[Dataset entries about object locations]
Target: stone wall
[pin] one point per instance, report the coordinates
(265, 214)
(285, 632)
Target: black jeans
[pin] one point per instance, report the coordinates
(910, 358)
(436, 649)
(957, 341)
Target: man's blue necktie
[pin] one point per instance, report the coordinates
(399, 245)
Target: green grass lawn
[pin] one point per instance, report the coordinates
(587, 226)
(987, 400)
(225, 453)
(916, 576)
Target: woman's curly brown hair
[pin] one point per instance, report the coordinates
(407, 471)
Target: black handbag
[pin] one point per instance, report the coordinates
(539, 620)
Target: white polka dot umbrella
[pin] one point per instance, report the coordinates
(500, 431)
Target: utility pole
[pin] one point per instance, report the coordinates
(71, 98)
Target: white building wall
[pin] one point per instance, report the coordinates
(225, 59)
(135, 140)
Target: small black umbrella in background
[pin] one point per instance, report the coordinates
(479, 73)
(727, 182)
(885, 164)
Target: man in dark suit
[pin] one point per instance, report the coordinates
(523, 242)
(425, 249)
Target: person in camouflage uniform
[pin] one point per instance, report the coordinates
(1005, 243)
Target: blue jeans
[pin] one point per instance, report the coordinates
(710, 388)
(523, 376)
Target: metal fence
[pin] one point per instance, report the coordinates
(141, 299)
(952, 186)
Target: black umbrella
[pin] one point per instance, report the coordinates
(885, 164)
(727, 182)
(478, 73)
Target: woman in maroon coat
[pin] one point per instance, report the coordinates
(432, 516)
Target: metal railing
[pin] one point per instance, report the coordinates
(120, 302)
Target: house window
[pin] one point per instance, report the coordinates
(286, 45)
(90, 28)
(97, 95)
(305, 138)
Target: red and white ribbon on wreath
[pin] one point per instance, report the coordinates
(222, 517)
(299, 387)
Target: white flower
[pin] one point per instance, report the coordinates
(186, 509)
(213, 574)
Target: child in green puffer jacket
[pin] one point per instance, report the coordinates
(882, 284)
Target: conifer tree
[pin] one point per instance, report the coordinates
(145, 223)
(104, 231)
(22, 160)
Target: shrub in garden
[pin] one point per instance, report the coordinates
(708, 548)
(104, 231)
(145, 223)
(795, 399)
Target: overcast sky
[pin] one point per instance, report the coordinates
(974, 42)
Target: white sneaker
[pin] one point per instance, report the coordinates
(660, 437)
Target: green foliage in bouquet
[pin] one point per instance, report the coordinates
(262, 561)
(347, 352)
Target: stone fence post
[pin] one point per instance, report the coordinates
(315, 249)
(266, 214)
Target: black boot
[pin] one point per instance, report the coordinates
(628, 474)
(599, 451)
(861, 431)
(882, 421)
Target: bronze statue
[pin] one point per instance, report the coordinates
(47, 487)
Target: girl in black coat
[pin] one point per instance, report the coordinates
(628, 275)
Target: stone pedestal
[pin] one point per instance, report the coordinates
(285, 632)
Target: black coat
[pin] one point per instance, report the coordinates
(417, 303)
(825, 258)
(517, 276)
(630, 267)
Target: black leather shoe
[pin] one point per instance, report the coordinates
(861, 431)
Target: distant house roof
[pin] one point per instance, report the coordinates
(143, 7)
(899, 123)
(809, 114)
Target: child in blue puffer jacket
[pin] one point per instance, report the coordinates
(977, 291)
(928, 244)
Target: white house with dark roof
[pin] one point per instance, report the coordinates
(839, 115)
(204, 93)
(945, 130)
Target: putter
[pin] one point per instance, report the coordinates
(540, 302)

Written instruction
Can you reproduce every one of the entries above, word for word?

Completed exercise
Target: stone wall
[pin] one point per instance, report the coordinates
(265, 214)
(285, 632)
Target: black jeans
[pin] one point per instance, report the coordinates
(910, 358)
(436, 649)
(957, 341)
Target: man's blue necktie
[pin] one point per instance, report the coordinates
(399, 245)
Target: green grass lawn
[pin] one point per instance, report the coordinates
(587, 226)
(987, 400)
(225, 453)
(916, 576)
Target: woman's curly brown hair
[pin] one point per instance, report the coordinates
(407, 471)
Target: black handbag
[pin] one point per instance, report the coordinates
(539, 620)
Target: white polka dot umbrella
[pin] one point per instance, report the coordinates
(500, 431)
Target: utility pole
[pin] one point per instance, report the coordinates
(71, 98)
Target: white building wall
[pin] one point per instance, report the coordinates
(225, 59)
(135, 140)
Target: small black umbrella in background
[pin] one point per instance, report the coordinates
(479, 73)
(727, 182)
(885, 164)
Target: man in dark suit
[pin] one point per instance, report the coordinates
(523, 242)
(425, 249)
Target: person in camouflage uniform
[pin] one point per instance, report the coordinates
(1005, 243)
Target: blue jeans
[pin] one point per instance, report the coordinates
(710, 388)
(523, 376)
Target: metal fence
[pin] one point per instance, report the coordinates
(141, 299)
(952, 186)
Target: black umbrella
[pin] one point per instance, report the coordinates
(885, 164)
(727, 182)
(478, 73)
Target: woman in maroon coat
[pin] one point per instance, report the coordinates
(432, 516)
Target: metal railing
[pin] one point per instance, report the coordinates
(120, 302)
Target: house window
[pin] one point per instance, report the coordinates
(286, 45)
(90, 28)
(97, 95)
(305, 138)
Target: red and white ribbon on wreath
[pin] one point per instance, report the coordinates
(222, 517)
(299, 387)
Target: white flower
[pin] one point per instance, report the coordinates
(186, 509)
(213, 574)
Target: child in green puffer jacket
[pin] one point per instance, report the coordinates
(882, 284)
Target: conifer tree
[pin] one point per instance, report the coordinates
(145, 223)
(104, 231)
(22, 160)
Target: shrub in garden
[pin] one point per instance, report the coordinates
(708, 548)
(104, 231)
(145, 223)
(795, 399)
Target: overcast sky
[pin] one point per instance, report the coordinates
(974, 42)
Target: white sneaker
[pin] one point per instance, report the coordinates
(660, 437)
Target: green foliage in bouquet
[pin] one point per instance, report the coordinates
(262, 561)
(347, 352)
Target: stone fence post
[pin] one point per instance, report the coordinates
(315, 249)
(266, 214)
Target: black boot
[pin] one point per instance, report the coordinates
(628, 474)
(599, 451)
(861, 431)
(882, 421)
Target: bronze statue
[pin] one point per instance, report the coordinates
(47, 487)
Target: girl in black coat
[pin] one point per instance, report the coordinates
(628, 275)
Target: stone pedestal
[pin] one point per instance, report the coordinates
(285, 632)
Target: black coat
[pin] one point per instance, report the coordinates
(417, 303)
(825, 258)
(517, 276)
(630, 267)
Target: black leather shoe
[pin] one point per instance, report the coordinates
(861, 431)
Target: distant house roof
[pin] one point per instance, report the coordinates
(143, 7)
(899, 123)
(809, 114)
Target: child in blue puffer jacket
[pin] one point per instance, report the coordinates
(977, 291)
(928, 244)
Target: white house with dark roof
[pin] one point per instance, report the coordinates
(839, 115)
(204, 93)
(945, 130)
Target: putter
[pin] one point per instance, report the coordinates
(540, 302)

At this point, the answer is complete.